### EXERCISE DIRECTIONS
With the pictures omitted, please transcribe exactly the lines beginning at the one that contains "May I ask you to find the puzzle piece tab" and ending with the last line of the records below.
————
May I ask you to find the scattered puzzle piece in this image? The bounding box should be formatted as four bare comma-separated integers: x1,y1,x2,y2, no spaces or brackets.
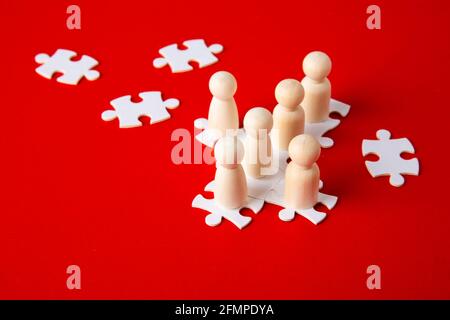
264,180,338,224
362,129,419,187
35,49,100,85
101,91,180,128
153,39,223,73
192,181,264,229
304,99,351,148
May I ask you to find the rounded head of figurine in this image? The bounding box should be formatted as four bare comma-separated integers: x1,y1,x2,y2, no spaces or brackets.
214,136,245,167
209,71,237,100
302,51,332,81
244,107,273,136
288,134,321,167
275,79,304,108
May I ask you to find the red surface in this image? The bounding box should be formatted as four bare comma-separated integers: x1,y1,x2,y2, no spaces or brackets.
1,0,450,299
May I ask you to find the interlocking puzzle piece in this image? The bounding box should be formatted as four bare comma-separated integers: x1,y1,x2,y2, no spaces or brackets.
304,99,351,148
245,169,284,200
194,118,245,148
192,181,264,229
153,39,223,73
101,91,180,128
207,166,283,202
264,180,338,224
35,49,100,85
194,118,222,148
362,129,419,187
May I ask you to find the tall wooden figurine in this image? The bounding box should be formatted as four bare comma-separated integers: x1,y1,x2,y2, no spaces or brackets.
272,79,305,150
301,51,332,123
208,71,239,136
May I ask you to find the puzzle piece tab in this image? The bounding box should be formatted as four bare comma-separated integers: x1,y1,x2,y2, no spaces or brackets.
153,39,223,73
101,91,180,128
304,99,351,148
192,181,264,229
362,129,419,187
264,180,338,224
35,49,100,85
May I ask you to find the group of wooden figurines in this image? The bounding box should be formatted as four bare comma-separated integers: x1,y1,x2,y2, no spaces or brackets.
206,51,332,211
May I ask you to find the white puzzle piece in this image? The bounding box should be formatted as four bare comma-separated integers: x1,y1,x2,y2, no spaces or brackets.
35,49,100,85
153,39,223,73
192,181,264,229
194,118,245,148
101,91,180,128
207,165,284,202
246,174,282,200
362,129,419,187
264,180,338,224
194,118,222,148
304,99,351,148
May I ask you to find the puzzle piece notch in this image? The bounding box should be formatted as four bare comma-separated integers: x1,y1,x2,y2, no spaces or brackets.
329,99,351,117
101,91,180,128
153,39,224,73
192,181,264,229
362,129,419,187
264,180,338,224
304,99,351,148
35,49,100,85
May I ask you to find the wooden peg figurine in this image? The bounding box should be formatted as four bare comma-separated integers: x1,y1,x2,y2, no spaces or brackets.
208,71,239,136
284,134,321,209
243,107,273,178
301,51,332,123
214,136,247,209
272,79,305,151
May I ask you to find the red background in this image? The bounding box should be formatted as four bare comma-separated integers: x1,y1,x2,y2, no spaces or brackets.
1,0,449,299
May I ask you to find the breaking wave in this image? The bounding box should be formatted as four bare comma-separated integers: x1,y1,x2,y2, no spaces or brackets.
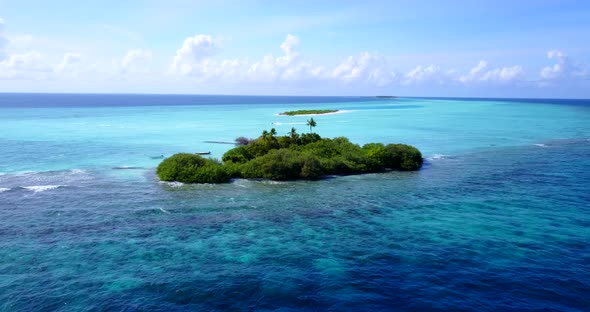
————
### FINISHED TASK
May I ask you to find the puzzle piece tab in this image? The bounding box should be formatted as four bare comma-separated integers: x1,y1,x2,y2, no spaces or brackets.
153,39,223,73
101,91,180,128
304,99,351,148
192,181,264,229
362,129,419,187
264,180,338,224
35,49,100,85
May I ask you to find the group of wooden figurines in this image? The bounding box should be formatted as four bare comma-separated integers: x1,y1,x2,y2, no spaces or brackets.
206,51,332,211
May I ask you to find the white puzzle piece in this image? The bounding box should be formatted as four bare comma-separated integers: x1,y1,x2,y2, no spaces or brackets.
35,49,100,85
153,39,223,73
192,181,264,229
194,118,245,148
101,91,180,128
207,165,284,202
246,174,282,200
362,129,419,187
264,180,338,224
194,118,222,148
304,99,351,148
May I ask you to find the puzzle piece notch in this image? The bounding box should be formatted as four bare comma-separated integers: x1,y1,x2,y2, no spaces or brackets.
329,99,351,117
101,91,180,128
153,39,224,73
192,181,264,229
362,129,419,187
264,180,338,224
304,99,351,148
35,49,100,85
May I ask you to find the wooden peg figurine in this image? The bounding box should be formatted as four bare comma-separated integers: x1,y1,x2,y2, no spaces or brackets.
208,71,239,136
284,134,321,209
243,107,273,178
301,51,332,123
214,136,247,209
272,79,305,151
May I ask you to find the red background in this image? The bounding box should be formatted as four bare comma-separated integers: x1,y1,x2,y2, no spaces or brackets.
1,0,449,299
May I ask you to find the breaking wave in this image? The bounding box should be formatted as four bare comma-separated integers: x1,y1,x2,y2, no spaces or brackets.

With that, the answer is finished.